## Written instruction 1
Answer these questions about the thread on pricing block layers:
(a) What going rate per block did eoin hear for the area where he wants to build?
(b) What kind of first floor will the house have?
(c) According to noproblem, what percentage of blocklayers want to do a good job?

# Pricing Block Layers



## eoin (7 Dec 2015)

Hi

I heard the going rate around the area I wish to build is 60/70c a block.

I have no idea what this should or does usually include. Basically all I know is that is doesn't include materials and that the block work for the footings is usually a bit less per block.

The build would consist of a standard cavity wall with insulation.

Does the blocklayer employ his own labourer at the 60/70c a block rate?

The house will have a precast concrete 1st floor. (Which I imagine would make things easier for the blocklayer doing the work.)

When it comes to sills, lintels and insulation between the cavity walls would these normally be extra?

Other than the materials and price per block what else should I budget for?


----------



## quadrangle (4 Mar 2016)

It is up to you to determine what the blocklayer is pricing for. A price per block figure is not really a relevant figure due to extra work with insulation, sills, lintels etc. 

Most people get a set price for the full job including extras and then divide by the number of blocks which becomes a price per block.


----------



## noproblem (4 Mar 2016)

Blocklayer price usually includes, blocks, fitting lentils, cills, insulation, etc, up to wall plate but only the labour. You buy all the materials. 
Personally, I would let the blocklayer buy the material, use it as he needs it and pay him when job complete. This way, they're getting the blocks they want, etc and will probably buy all of it cheaper than you anyway. Also less chance of theft as they'll get what they need for the week or whatever, plus the cement will be fresh. If they offer to buy the material rather than yourself, don't question the offer and stay friendly with them because 99.9% want to do a good job and take pride in that.


----------

## Written instruction 2
In the listing, rewrite the part that opens with the line containing "segment: white helmet" and runs to the end of the listing, changing "sky" to "clouds" and leaving everything else as it is. Leave the pictures out.

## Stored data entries
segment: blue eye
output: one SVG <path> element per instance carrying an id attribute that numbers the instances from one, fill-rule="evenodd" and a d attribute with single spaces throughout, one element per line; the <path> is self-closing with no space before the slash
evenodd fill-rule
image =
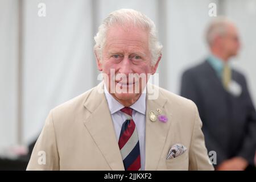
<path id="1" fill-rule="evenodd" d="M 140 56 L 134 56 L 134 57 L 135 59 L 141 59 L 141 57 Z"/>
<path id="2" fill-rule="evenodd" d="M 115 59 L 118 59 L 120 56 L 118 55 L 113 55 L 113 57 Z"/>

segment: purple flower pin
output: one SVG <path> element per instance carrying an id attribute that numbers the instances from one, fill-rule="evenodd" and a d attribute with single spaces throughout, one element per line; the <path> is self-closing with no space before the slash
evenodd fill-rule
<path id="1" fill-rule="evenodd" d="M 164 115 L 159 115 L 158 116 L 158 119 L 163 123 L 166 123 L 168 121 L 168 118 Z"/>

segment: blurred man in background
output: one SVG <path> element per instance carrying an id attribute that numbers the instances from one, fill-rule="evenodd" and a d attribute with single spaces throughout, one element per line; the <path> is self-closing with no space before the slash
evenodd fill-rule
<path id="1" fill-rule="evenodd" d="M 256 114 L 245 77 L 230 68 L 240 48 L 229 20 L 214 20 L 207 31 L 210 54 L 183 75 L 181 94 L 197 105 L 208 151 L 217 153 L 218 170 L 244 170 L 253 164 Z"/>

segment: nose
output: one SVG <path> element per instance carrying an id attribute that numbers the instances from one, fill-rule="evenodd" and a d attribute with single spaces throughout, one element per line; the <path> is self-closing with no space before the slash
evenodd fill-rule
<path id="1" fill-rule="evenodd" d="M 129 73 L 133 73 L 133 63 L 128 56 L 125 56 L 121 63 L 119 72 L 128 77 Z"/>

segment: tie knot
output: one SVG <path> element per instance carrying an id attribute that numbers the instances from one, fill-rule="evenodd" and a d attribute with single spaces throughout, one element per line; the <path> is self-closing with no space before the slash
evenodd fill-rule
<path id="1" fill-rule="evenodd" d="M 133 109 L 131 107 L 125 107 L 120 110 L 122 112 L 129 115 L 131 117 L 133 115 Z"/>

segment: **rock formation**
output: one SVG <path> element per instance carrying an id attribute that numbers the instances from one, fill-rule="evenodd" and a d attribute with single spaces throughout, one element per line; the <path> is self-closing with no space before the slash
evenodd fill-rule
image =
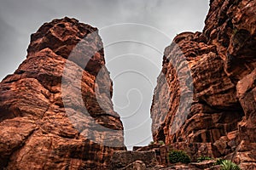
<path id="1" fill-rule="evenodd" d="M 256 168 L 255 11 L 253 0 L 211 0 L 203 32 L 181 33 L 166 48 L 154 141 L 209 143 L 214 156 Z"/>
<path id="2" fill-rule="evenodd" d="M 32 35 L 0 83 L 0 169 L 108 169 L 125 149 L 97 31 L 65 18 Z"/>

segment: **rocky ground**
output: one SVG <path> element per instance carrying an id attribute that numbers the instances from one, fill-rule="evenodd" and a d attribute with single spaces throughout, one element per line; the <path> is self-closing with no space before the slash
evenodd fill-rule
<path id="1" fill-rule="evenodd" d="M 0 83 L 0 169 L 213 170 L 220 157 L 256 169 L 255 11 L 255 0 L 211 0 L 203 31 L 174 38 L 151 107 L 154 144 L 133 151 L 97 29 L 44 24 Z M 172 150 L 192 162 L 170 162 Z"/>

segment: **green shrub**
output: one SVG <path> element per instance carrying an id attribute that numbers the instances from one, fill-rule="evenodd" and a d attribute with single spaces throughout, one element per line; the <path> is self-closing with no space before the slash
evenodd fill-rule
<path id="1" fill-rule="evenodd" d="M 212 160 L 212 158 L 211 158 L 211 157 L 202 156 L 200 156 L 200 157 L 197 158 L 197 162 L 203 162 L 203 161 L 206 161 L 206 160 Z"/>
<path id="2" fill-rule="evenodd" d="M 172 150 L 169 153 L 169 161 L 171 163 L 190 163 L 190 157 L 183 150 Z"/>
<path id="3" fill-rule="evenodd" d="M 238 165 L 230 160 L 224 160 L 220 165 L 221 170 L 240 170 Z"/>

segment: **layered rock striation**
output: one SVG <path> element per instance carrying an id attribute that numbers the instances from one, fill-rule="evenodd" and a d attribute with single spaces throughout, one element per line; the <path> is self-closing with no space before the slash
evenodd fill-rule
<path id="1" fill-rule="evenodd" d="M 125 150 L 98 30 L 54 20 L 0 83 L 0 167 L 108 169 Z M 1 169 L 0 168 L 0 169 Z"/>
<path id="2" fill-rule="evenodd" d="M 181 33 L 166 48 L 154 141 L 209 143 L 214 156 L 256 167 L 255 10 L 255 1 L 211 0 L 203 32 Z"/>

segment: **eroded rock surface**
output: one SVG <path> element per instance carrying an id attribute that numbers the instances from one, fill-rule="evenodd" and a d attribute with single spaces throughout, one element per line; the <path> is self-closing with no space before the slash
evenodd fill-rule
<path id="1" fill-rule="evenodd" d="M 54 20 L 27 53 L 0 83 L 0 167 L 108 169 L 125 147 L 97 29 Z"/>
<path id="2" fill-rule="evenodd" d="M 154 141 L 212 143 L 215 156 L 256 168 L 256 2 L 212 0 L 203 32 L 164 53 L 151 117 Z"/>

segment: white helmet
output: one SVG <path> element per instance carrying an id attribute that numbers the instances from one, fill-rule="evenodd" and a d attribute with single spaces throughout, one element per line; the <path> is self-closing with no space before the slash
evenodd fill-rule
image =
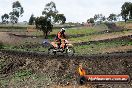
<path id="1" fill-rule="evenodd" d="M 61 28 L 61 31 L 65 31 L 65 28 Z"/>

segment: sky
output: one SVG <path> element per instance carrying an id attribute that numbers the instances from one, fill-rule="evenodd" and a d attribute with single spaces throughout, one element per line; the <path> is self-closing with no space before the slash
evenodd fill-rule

## Result 1
(a) 60/70c a block
(b) A precast concrete 1st floor
(c) 99.9%

## Result 2
segment: white helmet
output: one SVG <path> element per instance carrying an id attribute that numbers the instances from one, fill-rule="evenodd" and a d attribute with single spaces throughout, one element per line; the <path> is self-closing with no space before the slash
evenodd fill-rule
image =
<path id="1" fill-rule="evenodd" d="M 61 28 L 61 31 L 65 31 L 65 28 Z"/>

segment: clouds
output: one SVG <path> element per instance carrying an id attribute that numbers the instances from one, fill-rule="evenodd" and a d attribute with single spaces throughout, one element per line; the <path> is self-closing with no space before the slash
evenodd fill-rule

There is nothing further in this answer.